═════ DATA SHOWN ═════
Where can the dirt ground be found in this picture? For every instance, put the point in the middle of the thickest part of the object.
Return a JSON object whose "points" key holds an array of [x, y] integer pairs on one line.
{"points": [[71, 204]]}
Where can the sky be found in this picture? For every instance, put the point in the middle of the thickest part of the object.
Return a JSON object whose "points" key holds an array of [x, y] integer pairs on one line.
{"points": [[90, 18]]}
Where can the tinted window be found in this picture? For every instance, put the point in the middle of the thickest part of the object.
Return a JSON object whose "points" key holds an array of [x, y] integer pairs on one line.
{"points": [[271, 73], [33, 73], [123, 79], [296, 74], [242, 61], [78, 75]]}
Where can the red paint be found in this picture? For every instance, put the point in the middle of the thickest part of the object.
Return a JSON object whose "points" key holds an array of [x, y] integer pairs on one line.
═════
DO THIS: Rewrite all the items above, substituting "image" for every "picture" and leaving everything else unchanged.

COMPLETED EXERCISE:
Where can the dirt ground be found in this image? For every instance, put the point in the middle of the thickest part of the object.
Return a JSON object whose "points" key holds an array of [x, y] integer pairs on one line.
{"points": [[71, 204]]}
Where can the sky be found in this image? For every instance, put the point in the middle of the thickest part of the object.
Return a JSON object whose "points" key holds an array of [x, y] integer pairs on one line.
{"points": [[90, 18]]}
Where can the tinted window be found in this image? For every instance, put the point in the middle of the thickest part of the object.
Return a JSON object whose "points" key holds an array of [x, y] integer pairs on one line.
{"points": [[271, 73], [33, 73], [123, 79], [296, 74], [242, 61], [78, 75]]}
Where can the red paint be found in this image? For every instance, put the point in the middle of the thickest part of the object.
Return a JSON object whose "points" key holds an array of [x, y] integer pairs on one line.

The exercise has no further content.